## EXERCISE PROMPT
What follows is a set of entries. Repeat them exactly, but not their pictures.

## PROVIDED INFORMATION

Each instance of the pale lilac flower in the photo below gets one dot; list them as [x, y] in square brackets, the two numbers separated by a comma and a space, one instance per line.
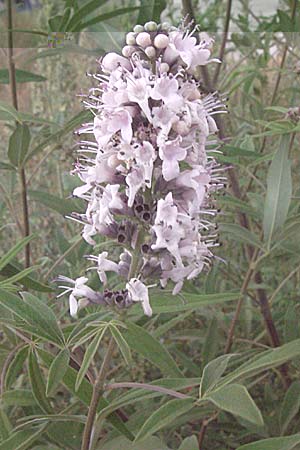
[138, 292]
[170, 153]
[149, 172]
[79, 290]
[103, 265]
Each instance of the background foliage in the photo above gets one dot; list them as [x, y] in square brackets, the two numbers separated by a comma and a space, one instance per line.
[228, 350]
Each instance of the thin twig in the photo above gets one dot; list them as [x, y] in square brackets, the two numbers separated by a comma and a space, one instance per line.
[14, 96]
[224, 40]
[244, 287]
[97, 392]
[148, 387]
[280, 286]
[62, 257]
[203, 428]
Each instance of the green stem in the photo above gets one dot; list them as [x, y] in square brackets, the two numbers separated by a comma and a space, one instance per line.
[14, 96]
[97, 392]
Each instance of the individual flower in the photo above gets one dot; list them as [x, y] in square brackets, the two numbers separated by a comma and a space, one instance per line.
[138, 292]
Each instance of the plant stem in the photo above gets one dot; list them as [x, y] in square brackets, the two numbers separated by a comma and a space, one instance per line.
[224, 40]
[97, 392]
[148, 387]
[244, 287]
[14, 96]
[25, 214]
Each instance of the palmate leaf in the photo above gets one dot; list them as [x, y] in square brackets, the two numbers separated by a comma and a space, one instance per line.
[37, 382]
[140, 395]
[37, 317]
[88, 357]
[235, 399]
[164, 416]
[19, 145]
[279, 191]
[57, 371]
[146, 345]
[213, 372]
[29, 281]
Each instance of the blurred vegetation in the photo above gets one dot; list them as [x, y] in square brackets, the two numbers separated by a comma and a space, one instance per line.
[259, 261]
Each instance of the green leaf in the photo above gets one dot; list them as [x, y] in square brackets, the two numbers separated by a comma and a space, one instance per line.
[240, 234]
[236, 400]
[8, 112]
[22, 76]
[18, 397]
[190, 443]
[22, 440]
[290, 406]
[150, 10]
[88, 356]
[57, 371]
[265, 360]
[13, 268]
[37, 324]
[18, 276]
[79, 118]
[14, 251]
[141, 395]
[213, 372]
[279, 191]
[291, 324]
[121, 343]
[146, 345]
[282, 443]
[37, 383]
[48, 318]
[6, 166]
[211, 342]
[84, 393]
[16, 366]
[82, 12]
[19, 145]
[166, 303]
[5, 425]
[164, 416]
[63, 206]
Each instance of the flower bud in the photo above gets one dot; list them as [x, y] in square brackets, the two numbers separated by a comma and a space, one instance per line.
[130, 39]
[165, 26]
[128, 50]
[181, 128]
[150, 26]
[143, 39]
[138, 29]
[164, 67]
[150, 52]
[112, 60]
[161, 41]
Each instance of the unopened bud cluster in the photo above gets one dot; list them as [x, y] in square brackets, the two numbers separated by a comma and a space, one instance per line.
[147, 166]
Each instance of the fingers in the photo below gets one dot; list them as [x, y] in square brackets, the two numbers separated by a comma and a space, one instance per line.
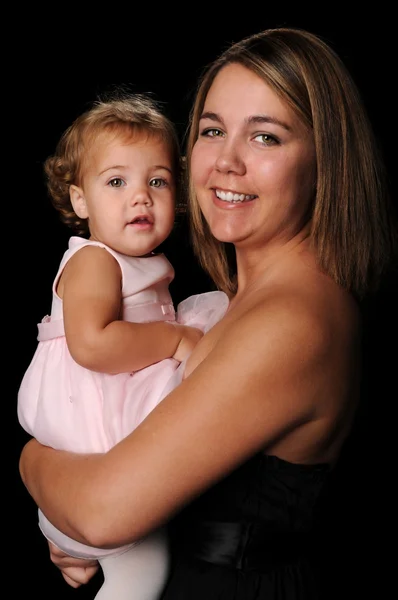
[77, 576]
[75, 571]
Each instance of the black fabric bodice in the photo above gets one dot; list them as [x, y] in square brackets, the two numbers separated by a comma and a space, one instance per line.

## REPLY
Each instance of the pale lilac flower in the photo below gets one dot; list them as [x, y] in square brackets, the two numbers separated by a comma and a space, one instance per line.
[138, 292]
[170, 153]
[149, 172]
[79, 290]
[103, 265]
Each instance of the background foliage in the photo above gets one dot; list them as [x, y] in square brackets, the two numbers separated by a comma and a space, one instance per line.
[228, 350]
Each instance of the thin twig in the photo above gets one dot; list them as [x, y] in square brackets, the two numbers separated by a comma and a space, one instance per line.
[14, 96]
[224, 40]
[244, 287]
[97, 392]
[148, 387]
[280, 286]
[62, 257]
[203, 428]
Each instance of the green stem in the photo above gets one dot; list them as [x, y] in square brackets, the two numbers separated by a comma and a space, one instance per line.
[14, 96]
[97, 392]
Each instance of the individual flower in the photo above gets one dot; list them as [x, y] in square brackets, the two numbers separated by a comma and a space, one instance per line.
[138, 292]
Each instance of the plant stem in the photo above gets one dot; list them as [x, y] in square brackets, the two numbers separated by a comma and a space, one instance per line.
[224, 40]
[97, 392]
[148, 387]
[244, 287]
[14, 96]
[25, 214]
Each instance of the palmate leaf in the photo above gets one dot; list them as [x, y] in square brackets, the two numbers separated by a comma and a space, one instance per line.
[37, 382]
[140, 395]
[37, 317]
[88, 357]
[235, 399]
[164, 416]
[19, 145]
[279, 191]
[57, 371]
[146, 345]
[213, 372]
[29, 281]
Each instance of the blurred vegetation in the photo above gets one dot; list them as [x, y] in square brackets, the two numbers separated by a comma and a space, one instance per line.
[259, 261]
Each instance of the green leaf in the photo above gets one dot; list them as [x, y] in square brackets, the two numbers separated by a comma and a space, one instance per line.
[240, 234]
[236, 400]
[8, 112]
[22, 76]
[18, 397]
[190, 443]
[22, 440]
[290, 406]
[150, 10]
[88, 356]
[57, 371]
[265, 360]
[13, 268]
[37, 324]
[18, 276]
[79, 118]
[14, 251]
[141, 395]
[213, 372]
[279, 191]
[291, 324]
[121, 343]
[146, 345]
[282, 443]
[37, 383]
[48, 318]
[6, 166]
[211, 342]
[84, 393]
[16, 366]
[82, 12]
[19, 145]
[166, 303]
[5, 425]
[164, 416]
[63, 206]
Each instance of the flower bud in the photo above gets one dot; list them as [x, y] in square brackets, the two numbers separated by a comma and a space, one instance per line.
[130, 39]
[165, 26]
[128, 50]
[181, 128]
[150, 26]
[143, 39]
[138, 29]
[164, 67]
[150, 52]
[112, 60]
[161, 41]
Each instance of the unopened bud cluster in the photo above gets one dot; list them as [x, y] in square brackets, the two numbers separated by a comma and a space, one instance per line.
[147, 166]
Each instance of the fingers in the photo below gets one dot; list them as [x, y] in square brackets, the two numbers separated by a comma and a space, one instance per line.
[77, 576]
[75, 571]
Each instance of the black fabric bodice in the photo above gets one dot; list them as [x, y] in square brackets, the two numbers separated by a comma and a space, one instance per line.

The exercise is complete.